*課題のねらい*: リストの「Query: green grass clump」を含む行から最後の行までを、両端の行も含めて一字一句そのまま書き写す。

*対象リスト*:
· · · ·
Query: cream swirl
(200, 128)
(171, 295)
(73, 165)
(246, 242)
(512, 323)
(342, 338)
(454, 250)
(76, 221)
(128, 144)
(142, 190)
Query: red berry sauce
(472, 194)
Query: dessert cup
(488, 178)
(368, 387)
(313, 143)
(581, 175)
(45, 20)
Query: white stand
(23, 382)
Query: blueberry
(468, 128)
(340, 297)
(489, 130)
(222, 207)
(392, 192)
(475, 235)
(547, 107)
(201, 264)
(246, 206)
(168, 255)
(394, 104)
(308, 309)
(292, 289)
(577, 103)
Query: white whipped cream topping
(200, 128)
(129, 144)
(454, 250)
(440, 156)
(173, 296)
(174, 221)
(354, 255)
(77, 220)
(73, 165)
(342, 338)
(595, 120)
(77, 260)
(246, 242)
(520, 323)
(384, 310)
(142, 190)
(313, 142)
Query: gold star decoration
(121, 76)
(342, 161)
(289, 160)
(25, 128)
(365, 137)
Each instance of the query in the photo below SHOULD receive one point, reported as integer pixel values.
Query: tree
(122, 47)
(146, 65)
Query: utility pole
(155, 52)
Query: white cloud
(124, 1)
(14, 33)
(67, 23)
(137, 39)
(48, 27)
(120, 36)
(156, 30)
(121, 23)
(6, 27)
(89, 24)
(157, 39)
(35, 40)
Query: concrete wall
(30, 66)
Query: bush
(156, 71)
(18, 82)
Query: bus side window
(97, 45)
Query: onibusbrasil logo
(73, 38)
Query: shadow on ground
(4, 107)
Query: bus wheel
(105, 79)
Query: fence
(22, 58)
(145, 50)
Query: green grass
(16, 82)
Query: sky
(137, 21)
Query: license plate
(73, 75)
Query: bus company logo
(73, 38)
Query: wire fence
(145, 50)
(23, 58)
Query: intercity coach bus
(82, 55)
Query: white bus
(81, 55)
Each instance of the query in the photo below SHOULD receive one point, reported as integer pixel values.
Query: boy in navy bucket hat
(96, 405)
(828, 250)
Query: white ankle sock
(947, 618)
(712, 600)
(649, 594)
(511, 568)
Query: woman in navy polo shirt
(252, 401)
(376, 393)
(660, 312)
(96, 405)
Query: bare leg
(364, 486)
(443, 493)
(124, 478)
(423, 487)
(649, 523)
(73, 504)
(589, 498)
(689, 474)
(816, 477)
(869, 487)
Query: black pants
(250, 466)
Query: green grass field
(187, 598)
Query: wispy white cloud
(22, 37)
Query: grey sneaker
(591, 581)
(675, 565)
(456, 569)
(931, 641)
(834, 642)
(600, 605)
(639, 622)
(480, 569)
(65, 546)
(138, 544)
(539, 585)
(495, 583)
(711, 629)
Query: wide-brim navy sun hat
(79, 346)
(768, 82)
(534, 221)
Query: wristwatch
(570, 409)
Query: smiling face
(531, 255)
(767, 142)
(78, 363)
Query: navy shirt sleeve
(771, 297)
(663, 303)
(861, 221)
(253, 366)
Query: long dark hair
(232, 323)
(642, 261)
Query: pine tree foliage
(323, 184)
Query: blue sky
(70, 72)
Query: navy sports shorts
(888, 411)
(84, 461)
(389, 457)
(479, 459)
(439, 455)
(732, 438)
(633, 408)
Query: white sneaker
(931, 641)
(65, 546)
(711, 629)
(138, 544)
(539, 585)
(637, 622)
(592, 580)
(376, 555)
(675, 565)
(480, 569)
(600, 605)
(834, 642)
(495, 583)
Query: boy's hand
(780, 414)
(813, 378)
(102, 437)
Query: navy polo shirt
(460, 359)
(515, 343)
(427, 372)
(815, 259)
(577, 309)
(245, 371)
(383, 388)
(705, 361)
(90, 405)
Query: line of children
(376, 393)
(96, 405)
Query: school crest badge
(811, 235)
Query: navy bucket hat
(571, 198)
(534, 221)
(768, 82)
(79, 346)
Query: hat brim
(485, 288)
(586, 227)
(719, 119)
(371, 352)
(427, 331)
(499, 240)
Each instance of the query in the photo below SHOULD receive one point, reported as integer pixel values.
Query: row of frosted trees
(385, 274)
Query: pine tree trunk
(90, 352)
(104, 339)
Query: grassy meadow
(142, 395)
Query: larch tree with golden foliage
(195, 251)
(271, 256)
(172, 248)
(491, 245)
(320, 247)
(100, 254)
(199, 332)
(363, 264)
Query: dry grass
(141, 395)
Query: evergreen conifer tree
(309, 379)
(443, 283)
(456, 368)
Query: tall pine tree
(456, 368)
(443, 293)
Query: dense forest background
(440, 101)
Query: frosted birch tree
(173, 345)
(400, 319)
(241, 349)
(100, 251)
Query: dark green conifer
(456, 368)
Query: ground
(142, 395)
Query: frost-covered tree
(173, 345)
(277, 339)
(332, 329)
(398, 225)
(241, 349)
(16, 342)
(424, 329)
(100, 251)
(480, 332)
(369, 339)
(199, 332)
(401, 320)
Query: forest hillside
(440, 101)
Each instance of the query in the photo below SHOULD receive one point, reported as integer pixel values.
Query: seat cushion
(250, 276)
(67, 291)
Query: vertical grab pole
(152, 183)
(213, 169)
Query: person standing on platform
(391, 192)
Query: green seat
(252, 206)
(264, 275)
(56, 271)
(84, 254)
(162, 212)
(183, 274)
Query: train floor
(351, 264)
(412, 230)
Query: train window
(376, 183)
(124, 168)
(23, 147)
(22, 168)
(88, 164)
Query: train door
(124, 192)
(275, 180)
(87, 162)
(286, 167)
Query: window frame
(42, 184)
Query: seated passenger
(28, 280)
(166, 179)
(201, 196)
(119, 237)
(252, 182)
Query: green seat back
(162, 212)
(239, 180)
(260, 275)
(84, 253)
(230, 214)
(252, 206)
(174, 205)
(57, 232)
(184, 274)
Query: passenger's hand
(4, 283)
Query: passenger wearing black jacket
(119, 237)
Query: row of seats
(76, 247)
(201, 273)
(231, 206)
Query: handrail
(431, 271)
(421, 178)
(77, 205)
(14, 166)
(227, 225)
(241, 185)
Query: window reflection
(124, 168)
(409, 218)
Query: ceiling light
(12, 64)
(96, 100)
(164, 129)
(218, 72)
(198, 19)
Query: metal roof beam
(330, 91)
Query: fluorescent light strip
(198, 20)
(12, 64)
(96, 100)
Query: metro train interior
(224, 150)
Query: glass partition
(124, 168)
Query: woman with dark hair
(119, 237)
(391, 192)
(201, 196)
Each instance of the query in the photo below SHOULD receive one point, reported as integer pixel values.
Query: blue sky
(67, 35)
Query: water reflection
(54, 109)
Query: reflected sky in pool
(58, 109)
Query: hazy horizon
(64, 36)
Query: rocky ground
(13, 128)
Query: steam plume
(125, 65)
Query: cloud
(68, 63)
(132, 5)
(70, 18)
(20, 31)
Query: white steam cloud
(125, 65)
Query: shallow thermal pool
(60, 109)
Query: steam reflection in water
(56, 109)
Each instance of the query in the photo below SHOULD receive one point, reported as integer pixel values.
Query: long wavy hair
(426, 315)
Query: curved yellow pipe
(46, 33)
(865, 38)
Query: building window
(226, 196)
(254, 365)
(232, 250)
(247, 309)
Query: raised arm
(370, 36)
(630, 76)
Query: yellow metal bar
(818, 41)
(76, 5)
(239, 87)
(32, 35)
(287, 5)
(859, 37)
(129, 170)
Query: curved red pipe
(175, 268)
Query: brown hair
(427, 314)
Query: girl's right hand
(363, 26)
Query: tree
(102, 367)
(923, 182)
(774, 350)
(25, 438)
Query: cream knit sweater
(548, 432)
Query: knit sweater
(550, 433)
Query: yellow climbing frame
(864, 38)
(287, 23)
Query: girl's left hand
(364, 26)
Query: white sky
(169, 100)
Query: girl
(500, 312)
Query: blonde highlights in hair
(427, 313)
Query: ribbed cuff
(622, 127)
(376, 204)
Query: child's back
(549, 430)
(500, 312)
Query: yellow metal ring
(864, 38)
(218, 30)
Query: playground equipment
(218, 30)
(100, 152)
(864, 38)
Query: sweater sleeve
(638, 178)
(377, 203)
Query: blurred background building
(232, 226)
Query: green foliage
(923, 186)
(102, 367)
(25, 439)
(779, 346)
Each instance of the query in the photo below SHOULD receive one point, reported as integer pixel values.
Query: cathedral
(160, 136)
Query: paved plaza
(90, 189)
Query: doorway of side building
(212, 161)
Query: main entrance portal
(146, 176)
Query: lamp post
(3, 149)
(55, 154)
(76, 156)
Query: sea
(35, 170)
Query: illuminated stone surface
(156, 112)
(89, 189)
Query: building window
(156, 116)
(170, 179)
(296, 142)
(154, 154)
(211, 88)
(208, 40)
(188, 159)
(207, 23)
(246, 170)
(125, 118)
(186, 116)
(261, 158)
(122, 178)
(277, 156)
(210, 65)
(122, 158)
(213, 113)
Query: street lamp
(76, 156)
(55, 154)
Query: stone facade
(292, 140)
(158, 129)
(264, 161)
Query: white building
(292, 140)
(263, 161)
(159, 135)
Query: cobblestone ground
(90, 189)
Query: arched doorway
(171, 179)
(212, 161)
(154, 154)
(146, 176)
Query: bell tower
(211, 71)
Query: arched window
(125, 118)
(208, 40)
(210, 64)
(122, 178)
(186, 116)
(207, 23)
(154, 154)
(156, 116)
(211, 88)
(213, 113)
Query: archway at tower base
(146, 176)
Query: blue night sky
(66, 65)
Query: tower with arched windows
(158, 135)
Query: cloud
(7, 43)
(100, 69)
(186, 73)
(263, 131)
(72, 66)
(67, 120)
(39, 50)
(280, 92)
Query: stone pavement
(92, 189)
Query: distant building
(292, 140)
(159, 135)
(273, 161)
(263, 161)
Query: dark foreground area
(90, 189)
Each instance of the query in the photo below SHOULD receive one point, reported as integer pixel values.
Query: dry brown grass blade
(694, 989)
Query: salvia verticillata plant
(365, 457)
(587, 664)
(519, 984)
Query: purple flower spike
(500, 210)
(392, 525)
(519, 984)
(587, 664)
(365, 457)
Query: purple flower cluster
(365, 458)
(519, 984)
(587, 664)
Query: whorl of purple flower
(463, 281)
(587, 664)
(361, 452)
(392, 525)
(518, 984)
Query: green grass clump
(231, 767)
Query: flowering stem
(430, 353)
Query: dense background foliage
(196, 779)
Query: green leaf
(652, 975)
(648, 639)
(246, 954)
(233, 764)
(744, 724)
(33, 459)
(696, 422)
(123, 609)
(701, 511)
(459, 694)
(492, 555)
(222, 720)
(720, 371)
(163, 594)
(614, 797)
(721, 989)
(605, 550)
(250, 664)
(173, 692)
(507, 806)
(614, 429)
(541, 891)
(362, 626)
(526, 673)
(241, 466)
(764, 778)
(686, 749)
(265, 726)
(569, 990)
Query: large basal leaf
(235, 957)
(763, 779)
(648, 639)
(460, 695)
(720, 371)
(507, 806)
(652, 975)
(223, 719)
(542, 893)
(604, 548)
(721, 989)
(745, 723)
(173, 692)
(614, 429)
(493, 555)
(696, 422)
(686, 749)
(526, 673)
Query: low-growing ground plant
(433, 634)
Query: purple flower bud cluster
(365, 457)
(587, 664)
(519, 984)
· · · ·
*課題の出力*:
Query: green grass clump
(231, 767)
Query: flowering stem
(430, 353)
Query: dense background foliage
(196, 779)
Query: green leaf
(652, 975)
(648, 639)
(246, 954)
(233, 764)
(744, 724)
(33, 459)
(696, 422)
(123, 609)
(701, 511)
(459, 694)
(492, 555)
(222, 720)
(720, 371)
(163, 594)
(614, 797)
(721, 989)
(605, 550)
(250, 664)
(173, 692)
(507, 806)
(614, 429)
(541, 891)
(362, 626)
(526, 673)
(241, 466)
(764, 778)
(686, 749)
(265, 726)
(569, 990)
Query: large basal leaf
(235, 957)
(763, 779)
(648, 639)
(460, 695)
(720, 371)
(507, 806)
(652, 975)
(223, 719)
(542, 893)
(604, 548)
(721, 989)
(745, 723)
(173, 692)
(614, 429)
(493, 555)
(696, 422)
(686, 749)
(526, 673)
Query: low-growing ground plant
(433, 634)
Query: purple flower bud cluster
(365, 457)
(587, 664)
(519, 984)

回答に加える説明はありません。